Start DATASET ENTRIES

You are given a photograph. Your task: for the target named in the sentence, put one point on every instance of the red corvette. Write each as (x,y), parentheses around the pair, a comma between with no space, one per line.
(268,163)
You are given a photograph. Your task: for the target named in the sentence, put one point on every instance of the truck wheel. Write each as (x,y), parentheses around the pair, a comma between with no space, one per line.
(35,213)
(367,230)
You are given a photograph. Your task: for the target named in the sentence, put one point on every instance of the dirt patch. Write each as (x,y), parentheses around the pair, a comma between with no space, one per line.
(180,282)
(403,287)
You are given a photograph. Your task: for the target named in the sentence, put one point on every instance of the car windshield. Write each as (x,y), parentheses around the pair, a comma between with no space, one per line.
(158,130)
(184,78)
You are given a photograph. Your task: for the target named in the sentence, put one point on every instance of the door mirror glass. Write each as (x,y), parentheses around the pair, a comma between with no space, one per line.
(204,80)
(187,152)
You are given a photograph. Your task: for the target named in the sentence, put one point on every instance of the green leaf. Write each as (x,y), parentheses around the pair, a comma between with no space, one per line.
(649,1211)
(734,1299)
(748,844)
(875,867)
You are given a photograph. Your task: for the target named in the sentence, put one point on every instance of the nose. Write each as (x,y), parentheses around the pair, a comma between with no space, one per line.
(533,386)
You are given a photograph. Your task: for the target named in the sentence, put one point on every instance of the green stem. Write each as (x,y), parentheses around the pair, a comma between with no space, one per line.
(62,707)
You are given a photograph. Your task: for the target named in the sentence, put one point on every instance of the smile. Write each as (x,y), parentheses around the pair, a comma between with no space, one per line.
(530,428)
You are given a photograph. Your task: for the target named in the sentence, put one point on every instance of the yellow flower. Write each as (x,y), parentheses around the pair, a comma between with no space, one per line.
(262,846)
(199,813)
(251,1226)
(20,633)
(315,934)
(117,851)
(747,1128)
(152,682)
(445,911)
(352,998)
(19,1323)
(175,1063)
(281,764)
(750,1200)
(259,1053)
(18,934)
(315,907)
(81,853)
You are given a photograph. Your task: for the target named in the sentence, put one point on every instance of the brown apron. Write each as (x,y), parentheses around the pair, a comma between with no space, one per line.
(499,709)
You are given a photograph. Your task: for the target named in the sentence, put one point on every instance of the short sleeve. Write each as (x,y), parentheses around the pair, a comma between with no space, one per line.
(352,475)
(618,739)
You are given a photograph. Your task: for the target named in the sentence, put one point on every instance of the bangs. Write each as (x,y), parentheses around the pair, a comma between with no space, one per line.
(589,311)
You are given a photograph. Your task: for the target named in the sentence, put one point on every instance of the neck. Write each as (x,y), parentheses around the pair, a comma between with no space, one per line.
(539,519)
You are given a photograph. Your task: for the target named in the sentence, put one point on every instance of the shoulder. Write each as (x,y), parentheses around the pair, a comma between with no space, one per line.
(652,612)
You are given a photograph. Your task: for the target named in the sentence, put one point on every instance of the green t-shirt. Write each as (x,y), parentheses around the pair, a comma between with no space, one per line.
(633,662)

End DATASET ENTRIES

### DIRECTIONS FOR THIS TASK
Repeat only the stretch of lines starting at the one containing "of the bangs." and running to the final line of the entries above.

### OUTPUT OF THE TASK
You are given a photograph. Your task: for the target named in the sentence, put one point on every instance of the bangs. Write each as (x,y), parentheses around the pair, a comma between with no space, one per line.
(589,311)
You are given a photograph. Your task: for the target named in the sentence, put one point on every instance of the neck. Write each as (x,y), parentheses around the pair, a comma between with no space, one per line.
(539,519)
You are given a photograph. Your task: for the target named in the sentence, put one point on every instance of the shoulder. Write each as (x,y), parentheses around the pair, a comma between with no space, one per line.
(652,612)
You are given a photograph. Your task: for the target named in the sentence, put one point on every instance of the green t-shirt. Write each as (x,y), parentheses around the pair, a comma between with no space, one per line.
(633,662)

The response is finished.